Task to complete:
Write out the whole listing again, exactly.

= = = = =

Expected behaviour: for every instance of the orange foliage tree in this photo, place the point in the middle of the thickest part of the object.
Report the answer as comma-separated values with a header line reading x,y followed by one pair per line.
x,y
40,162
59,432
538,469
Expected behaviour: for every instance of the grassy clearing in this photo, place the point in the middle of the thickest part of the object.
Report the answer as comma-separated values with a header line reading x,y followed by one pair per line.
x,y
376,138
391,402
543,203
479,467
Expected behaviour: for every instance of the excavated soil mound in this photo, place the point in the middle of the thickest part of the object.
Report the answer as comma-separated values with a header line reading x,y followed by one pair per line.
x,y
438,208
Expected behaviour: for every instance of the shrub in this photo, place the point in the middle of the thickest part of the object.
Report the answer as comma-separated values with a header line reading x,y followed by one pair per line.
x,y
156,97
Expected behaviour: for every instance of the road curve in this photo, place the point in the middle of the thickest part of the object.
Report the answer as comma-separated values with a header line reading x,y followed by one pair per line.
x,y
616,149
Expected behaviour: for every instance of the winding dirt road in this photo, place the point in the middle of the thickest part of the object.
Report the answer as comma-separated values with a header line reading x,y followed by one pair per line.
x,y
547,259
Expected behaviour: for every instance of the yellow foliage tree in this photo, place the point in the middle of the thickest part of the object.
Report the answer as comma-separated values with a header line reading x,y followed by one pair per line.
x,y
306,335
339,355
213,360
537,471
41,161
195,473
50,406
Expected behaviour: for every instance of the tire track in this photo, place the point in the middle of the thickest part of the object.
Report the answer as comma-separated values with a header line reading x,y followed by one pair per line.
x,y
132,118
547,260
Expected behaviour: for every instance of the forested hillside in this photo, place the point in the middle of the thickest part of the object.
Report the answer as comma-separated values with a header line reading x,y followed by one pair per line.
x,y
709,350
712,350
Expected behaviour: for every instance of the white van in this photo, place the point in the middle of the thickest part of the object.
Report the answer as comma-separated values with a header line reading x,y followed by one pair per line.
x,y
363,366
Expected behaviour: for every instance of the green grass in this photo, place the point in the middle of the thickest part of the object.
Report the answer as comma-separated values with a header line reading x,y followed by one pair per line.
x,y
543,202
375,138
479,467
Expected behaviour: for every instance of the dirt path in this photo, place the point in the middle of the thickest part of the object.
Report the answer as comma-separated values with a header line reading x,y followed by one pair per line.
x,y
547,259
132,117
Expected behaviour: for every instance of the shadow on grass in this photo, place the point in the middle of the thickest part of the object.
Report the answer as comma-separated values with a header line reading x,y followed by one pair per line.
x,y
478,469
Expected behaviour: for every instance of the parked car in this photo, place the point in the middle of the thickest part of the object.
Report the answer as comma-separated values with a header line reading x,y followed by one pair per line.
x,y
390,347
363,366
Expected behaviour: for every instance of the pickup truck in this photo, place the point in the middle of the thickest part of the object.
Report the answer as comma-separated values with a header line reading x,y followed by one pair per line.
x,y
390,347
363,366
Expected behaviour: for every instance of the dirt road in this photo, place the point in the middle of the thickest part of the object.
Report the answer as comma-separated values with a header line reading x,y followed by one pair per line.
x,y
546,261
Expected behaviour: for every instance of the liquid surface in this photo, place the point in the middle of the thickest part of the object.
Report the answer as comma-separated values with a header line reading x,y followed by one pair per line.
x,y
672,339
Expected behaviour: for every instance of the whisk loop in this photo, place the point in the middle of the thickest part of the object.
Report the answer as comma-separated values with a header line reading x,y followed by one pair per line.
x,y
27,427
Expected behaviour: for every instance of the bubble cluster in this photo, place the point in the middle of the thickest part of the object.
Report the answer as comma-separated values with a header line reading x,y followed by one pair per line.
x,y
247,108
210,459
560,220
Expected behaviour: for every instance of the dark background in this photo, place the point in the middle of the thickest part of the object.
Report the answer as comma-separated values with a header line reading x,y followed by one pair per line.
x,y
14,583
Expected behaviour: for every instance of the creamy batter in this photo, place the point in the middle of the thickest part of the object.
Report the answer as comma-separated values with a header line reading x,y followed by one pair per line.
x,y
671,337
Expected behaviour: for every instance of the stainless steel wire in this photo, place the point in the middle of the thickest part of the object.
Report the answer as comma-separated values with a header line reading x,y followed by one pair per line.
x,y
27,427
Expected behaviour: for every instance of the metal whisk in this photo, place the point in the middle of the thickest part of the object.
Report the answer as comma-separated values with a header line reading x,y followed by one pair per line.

= = = = =

Result of this exercise:
Expected behaviour: for every instance of the orange foliage tree in this photo, place the point in the middle of the thickest part of the object.
Report the answer as comma-separated values with a header line reading x,y followed by one pair per line.
x,y
40,162
59,432
538,469
Expected behaviour: for every instance of the grassy clearing in this photo, place the point in the middle of the thickest part of the object.
Report the answer as comma-separated values with a header line reading x,y followed by one pair per line.
x,y
376,138
391,402
543,203
479,467
Expected behaviour: for every instance of the excavated soil mound in this photo, place the point in the middle of the thickest part of the object.
Report the answer as comma-separated values with a header line reading x,y followed by one pair per line.
x,y
438,208
Expected behaviour: for every instance of the shrub in this photo, place the point in the middle of the thickest part of the object.
Report the answer as comma-separated values with a header line reading x,y followed by one pair per line.
x,y
156,97
Expected behaviour: for every instance of the road curve in this photo, place the point in the middle of the thickest part of the object.
Report the answer as comma-separated values with a header line reading x,y followed by one pair per line.
x,y
616,149
Expected behaviour: for every instance of the winding dirt road in this photo, place the point in the middle of the thickest part of the object.
Report the answer as comma-separated values with a header line reading x,y followed by one pair per line.
x,y
547,259
Expected behaviour: for every instance of the yellow foliage tree in this photo, place the point in the middle of the thickest part of the object.
Report the answer as comma-separated values with a header line reading x,y followed by one pair per line.
x,y
306,335
339,355
213,360
537,471
41,161
195,473
50,406
Expected behaviour: for every instance of the tire track in this photo, place the point in the middle of the thickest part of the object.
Report the answer as comma-separated values with a header line reading x,y followed by one pair per line.
x,y
132,118
547,260
Expected behaviour: for every instance of the forested hillside in this photo, place the point in the middle of the thickest part of the object.
Report the answer as comma-separated values with a header line reading x,y followed by one pair per line.
x,y
709,350
712,350
Expected behaviour: for every instance of the white van in this photo, place the point in the middle of the thickest part of the object.
Report the answer as comma-separated values with a header line reading x,y followed by one pair per line.
x,y
363,366
Expected behaviour: for every instance of the green grass in this photo, place the point in the middle of the thickest part of the object.
Report the answer as comma-separated values with a header line reading x,y followed by one pair per line.
x,y
543,202
375,138
479,467
Expected behaviour: for every instance of the dirt path in this photo, place the point in the middle of the thickest part of the object.
Report the answer as comma-separated values with a header line reading x,y followed by one pair per line.
x,y
547,259
132,117
Expected behaviour: for every instance of the shadow on grass in this photo, place the point in the middle of the thickest part of the object.
Report the answer as comma-separated values with a header line reading x,y followed by one pair per line.
x,y
478,469
Expected behaviour: for every instance of the parked car in this photo, place the point in the middle of the thickest part of the object.
Report the answer as comma-separated values with a header line reading x,y followed by one pair per line.
x,y
390,347
363,366
Expected behaviour: for every instance of the pickup truck in this photo, place the point in the middle of the thickest part of the object.
Report the answer as comma-separated values with a header line reading x,y followed by one pair per line.
x,y
390,347
363,366
Expected behaviour: for every instance of the dirt road in this photo, place the point in the middle of the thickest part of the object.
Report the answer as comma-separated values with a header line reading x,y followed by one pair per line.
x,y
546,261
Expected behaviour: for every instance of the liquid surface in this photo, place the point in the middle of the thickest part of the object.
Report the answer as comma-separated values with a header line reading x,y followed by one pair per line.
x,y
672,339
Expected behaviour: for every instance of the whisk loop in this photo, place the point in the middle of the thickest part of the object.
Report the answer as comma-separated values with a header line reading x,y followed by one pair per line.
x,y
27,427
Expected behaviour: for every instance of the bubble cluster in this photo, place the point in the middle of the thickest part of the object.
Report the answer as comma-separated values with a header line reading x,y followed by one pair per line.
x,y
247,108
210,459
560,220
Expected behaviour: for every instance of the dark background in this photo, place the point in the middle of the thickest part of the object.
Report the answer as comma-separated values with a header line reading x,y followed by one pair per line.
x,y
14,583
Expected behaviour: for every instance of the creamy batter in this photo, place the point in the middle of the thickest part of the object.
Report the answer as comma-separated values with a header line reading x,y followed by one pair per line.
x,y
671,337
Expected behaviour: for every instance of the stainless steel wire in this photo, place the point in the middle of the thickest part of the object.
Report the answer as comma-separated values with a header line reading x,y followed by one pair per line.
x,y
27,427
Expected behaviour: for every instance of the metal whisk in this photo, place the point in the middle of the thickest part of the object.
Report the answer as comma-separated values with a header line reading x,y followed by one pair per line.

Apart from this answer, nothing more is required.